Can you repeat every one of the items below with "marker" swapped for "pin", keeping everything else the same and leaving out the pictures?

**Extracted information:**
-------
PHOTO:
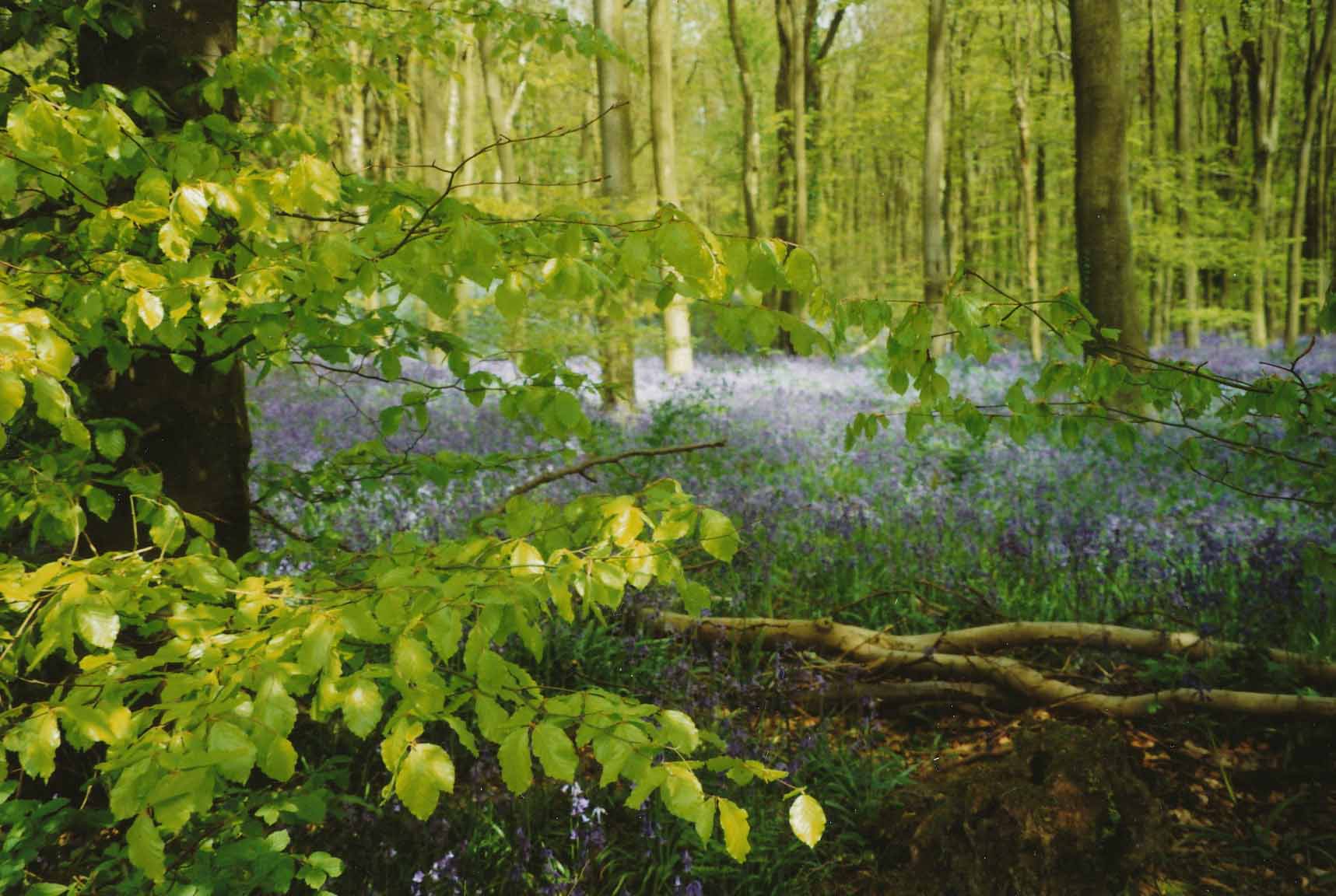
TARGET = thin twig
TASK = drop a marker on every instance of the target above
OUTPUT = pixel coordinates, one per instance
(581, 467)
-------
**Output below:**
PHOTO:
TARGET = thin twig
TASK = drop a pin on every instance of the target above
OUTPUT = pixel coordinates, one per instance
(581, 467)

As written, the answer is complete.